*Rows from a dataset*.
=====
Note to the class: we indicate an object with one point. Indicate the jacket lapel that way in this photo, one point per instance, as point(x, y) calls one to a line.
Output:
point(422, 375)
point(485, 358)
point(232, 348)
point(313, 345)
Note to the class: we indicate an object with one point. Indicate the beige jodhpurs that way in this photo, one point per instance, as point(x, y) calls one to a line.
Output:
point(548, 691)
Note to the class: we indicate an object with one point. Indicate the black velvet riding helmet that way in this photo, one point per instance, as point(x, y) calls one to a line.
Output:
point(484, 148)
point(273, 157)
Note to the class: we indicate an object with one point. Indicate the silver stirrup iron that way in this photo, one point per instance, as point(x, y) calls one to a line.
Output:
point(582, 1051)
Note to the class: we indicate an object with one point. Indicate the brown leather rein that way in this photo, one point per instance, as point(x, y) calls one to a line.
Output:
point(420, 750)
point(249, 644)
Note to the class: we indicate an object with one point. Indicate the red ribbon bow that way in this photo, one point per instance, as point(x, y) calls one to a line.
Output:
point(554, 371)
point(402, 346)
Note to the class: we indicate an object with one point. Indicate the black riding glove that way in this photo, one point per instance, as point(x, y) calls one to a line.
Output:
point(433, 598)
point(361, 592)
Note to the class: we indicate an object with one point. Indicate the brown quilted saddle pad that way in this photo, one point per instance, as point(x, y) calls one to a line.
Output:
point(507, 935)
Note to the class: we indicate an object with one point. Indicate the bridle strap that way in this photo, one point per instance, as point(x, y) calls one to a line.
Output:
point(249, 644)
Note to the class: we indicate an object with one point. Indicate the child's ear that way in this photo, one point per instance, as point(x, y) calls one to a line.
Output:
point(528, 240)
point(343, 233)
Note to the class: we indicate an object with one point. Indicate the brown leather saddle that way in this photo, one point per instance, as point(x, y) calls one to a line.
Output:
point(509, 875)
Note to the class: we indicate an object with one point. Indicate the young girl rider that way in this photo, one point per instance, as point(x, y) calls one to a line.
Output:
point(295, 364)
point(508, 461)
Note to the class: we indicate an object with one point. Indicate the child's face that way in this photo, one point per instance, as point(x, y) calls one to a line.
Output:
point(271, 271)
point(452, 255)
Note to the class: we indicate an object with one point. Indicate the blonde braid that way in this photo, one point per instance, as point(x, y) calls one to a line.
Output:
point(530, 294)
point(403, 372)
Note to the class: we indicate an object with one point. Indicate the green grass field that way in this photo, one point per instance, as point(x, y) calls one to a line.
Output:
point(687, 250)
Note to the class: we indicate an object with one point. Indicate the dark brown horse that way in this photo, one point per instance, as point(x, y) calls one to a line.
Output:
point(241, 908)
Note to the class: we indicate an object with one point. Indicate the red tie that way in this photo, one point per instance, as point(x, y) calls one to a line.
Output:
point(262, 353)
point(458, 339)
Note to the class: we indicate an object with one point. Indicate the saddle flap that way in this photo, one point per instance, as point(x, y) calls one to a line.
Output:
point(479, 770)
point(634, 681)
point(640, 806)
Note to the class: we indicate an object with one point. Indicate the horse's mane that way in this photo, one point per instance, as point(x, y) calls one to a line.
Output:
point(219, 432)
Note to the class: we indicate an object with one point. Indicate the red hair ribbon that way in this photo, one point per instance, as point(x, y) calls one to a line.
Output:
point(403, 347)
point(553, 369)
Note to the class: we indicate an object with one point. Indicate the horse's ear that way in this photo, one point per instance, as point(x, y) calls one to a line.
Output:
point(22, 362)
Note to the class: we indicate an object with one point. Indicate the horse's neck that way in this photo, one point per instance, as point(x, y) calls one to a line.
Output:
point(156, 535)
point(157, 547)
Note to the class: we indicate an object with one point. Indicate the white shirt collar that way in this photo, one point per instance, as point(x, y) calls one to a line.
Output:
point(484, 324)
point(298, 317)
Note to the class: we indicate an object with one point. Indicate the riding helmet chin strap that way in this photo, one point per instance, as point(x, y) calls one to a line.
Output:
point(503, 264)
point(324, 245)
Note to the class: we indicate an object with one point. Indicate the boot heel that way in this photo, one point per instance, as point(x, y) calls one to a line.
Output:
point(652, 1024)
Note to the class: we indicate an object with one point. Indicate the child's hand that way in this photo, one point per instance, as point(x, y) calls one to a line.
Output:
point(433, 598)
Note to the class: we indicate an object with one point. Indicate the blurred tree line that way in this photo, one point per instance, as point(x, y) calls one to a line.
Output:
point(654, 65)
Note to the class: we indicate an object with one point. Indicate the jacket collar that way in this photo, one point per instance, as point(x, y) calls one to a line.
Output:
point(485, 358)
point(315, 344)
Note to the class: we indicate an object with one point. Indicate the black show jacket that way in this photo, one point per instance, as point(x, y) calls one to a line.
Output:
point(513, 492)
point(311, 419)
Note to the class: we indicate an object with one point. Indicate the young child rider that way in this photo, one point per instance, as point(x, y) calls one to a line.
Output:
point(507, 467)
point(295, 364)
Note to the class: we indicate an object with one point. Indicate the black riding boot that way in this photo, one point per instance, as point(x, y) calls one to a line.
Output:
=====
*WHAT TO PRODUCE*. Can you reproduce all of the entries above with "Note to the class" replaced by "Reminder for the group" each time it occurs and nothing else altered?

*ANSWER FOR THIS EXERCISE*.
Reminder for the group: we indicate an object with one point. Indicate the jacket lapel that way in this photo, one point per instance, as point(x, y) calls one to a line.
Output:
point(422, 375)
point(485, 358)
point(232, 348)
point(313, 345)
Reminder for the group: we indicate an object with one point. Indicate the beige jodhpurs that way in this photo, one point per instance, as point(x, y) calls one to a line.
Output:
point(548, 691)
Reminder for the group: we indicate an object with one point. Indicate the black velvet riding helmet that way in this photo, one point per instance, as point(x, y) calls one to a line.
Output:
point(484, 148)
point(273, 157)
Reminder for the group: we indicate an object with one point. Indicate the silver stirrup iron that way in this photo, one point per instance, as point(x, y) calls one to a line.
Output:
point(582, 1051)
Reminder for the group: we indicate an object with one point. Indicate the brown leather rein that way in this photo, one point per instance, as point(x, y) calls one to a line.
Output:
point(420, 750)
point(249, 644)
Reminder for the group: we indicate an object with one point. Indicate the red ribbon bow that way in this photo, one point per instance, as point(x, y) calls one to a line.
Output:
point(554, 371)
point(402, 346)
Reminder for the group: we indicate an object with one point. Indicate the black riding glove that way in this photo, one point per instance, as point(x, y) calls one to a line.
Output:
point(433, 598)
point(361, 592)
Reminder for the group: we indicate an object with one point. Indicate the brown quilted saddle pad that way in this photo, one point per instance, as point(x, y) calls one to a line.
Output:
point(507, 935)
Reminder for the group: we indicate an object with one point. Indicate the bridle strap that way in this photo, one point per instance, as point(x, y) calls one to a line.
Output:
point(249, 644)
Reminder for the group: we indicate an object with one point. Indicate the child's ear that way in this photo, one point per instance, as point(x, y) calls one to a line.
Output:
point(528, 240)
point(343, 233)
Reminder for the group: we indicate an object with one point. Indicate the brown leather saddle that way in this photo, one point per instance, as point(x, y) calls one to a line.
Output:
point(509, 875)
Reminder for the group: we indicate an object with one point. Indicate the young girl rider that way in this photo, one point per instance, as point(x, y) calls one to a line.
Output:
point(295, 364)
point(508, 461)
Reminder for the group: we indicate an object with one point. Indicate the child's face that way in this photo, one point per instance, as point(x, y) calls one to a line.
Output:
point(271, 271)
point(452, 255)
Reminder for the group: we indicate an object with one point. Indicate the blonde braid that way in this photo, one point per instance, as point(x, y) calls one to a line.
Output:
point(530, 294)
point(403, 372)
Reminder for the group: we indicate an object with one point. Indicate the green grass field that way in this photo, one point per instance, as point(x, y) calls one to a line.
Output:
point(687, 250)
Reminder for the group: we indicate an object with one point. Indicate the dark brown horse that way in this photo, one point per instance, as point(x, y) calls one to a line.
Output:
point(241, 908)
Reminder for the group: we indicate an object with one point. Indicate the red tie that way in this photo, one point per instance, as point(x, y) calls one to a line.
Output:
point(262, 353)
point(458, 339)
Reminder for the group: we indicate an object with one point. Indicate the saddle flap that way in this photo, one point per instance, as point(x, y) calls one to a line.
Output:
point(479, 770)
point(634, 681)
point(640, 806)
Reminder for the group: we indicate an object with one point. Indicate the horse's mane that way in this photo, one point per instance, as point(x, y) calls one to a line.
Output:
point(219, 432)
Reminder for the group: we indicate an object with one point. Indicate the red hair ribbon that way in this photo, one point per instance, as point(x, y) calls one to a line.
Output:
point(403, 347)
point(553, 369)
Reminder for the group: we indicate an object with one point. Indicate the horse's ear that way in this photo, one point per instance, as point(x, y) calls one to a line.
Output:
point(22, 362)
Reminder for the group: we indicate an object with one point. Indicate the horse's neck that way in this photo, one point per instance, as point(x, y) calls one to a line.
Output:
point(156, 535)
point(157, 547)
Reminder for the group: we indicate an object with one point. Indicate the white shirt collar that way in this photo, one point per instance, as point(x, y) calls one to a line.
Output:
point(484, 324)
point(298, 317)
Reminder for the group: we indicate an object with one point. Indicate the riding helmet chin strap that way in this photo, one point per instance, as point(x, y) calls one to a line.
Output:
point(503, 264)
point(324, 245)
Reminder for the group: we indicate an object with one point. Indicate the boot heel that way in this photo, one point per instance, as point(x, y) calls one to a line.
Output:
point(652, 1024)
Reminder for the group: we indicate an object with one point. Indicate the child's hand that way in this photo, one point per instance, as point(x, y) calls one to a line.
Output:
point(433, 598)
Reminder for the group: we indicate an object with one point. Indicate the blurred tree line that way in this photo, one point per instance, as point(x, y) calls one to a line.
Output:
point(654, 65)
Reminder for the group: we indicate an object with one point. Indicate the jacket collar that way in this photo, one point per instance, as point(x, y) calls one to a line.
Output:
point(485, 358)
point(315, 344)
Reminder for the group: we indicate an object with one point. Indicate the black show jacket that way in this photo, one point per instance, as point(x, y) calls one to a line.
Output:
point(513, 492)
point(311, 419)
Reminder for the group: we indicate an object with one point. Indicate the young child rider that way in this photo, one point per instance, as point(x, y) calls one to a line.
Output:
point(507, 467)
point(295, 364)
Reminder for the group: we indicate an object with one point. Indicate the black riding boot that way in this photo, one point per instance, as point(x, y) calls one to a line.
Output:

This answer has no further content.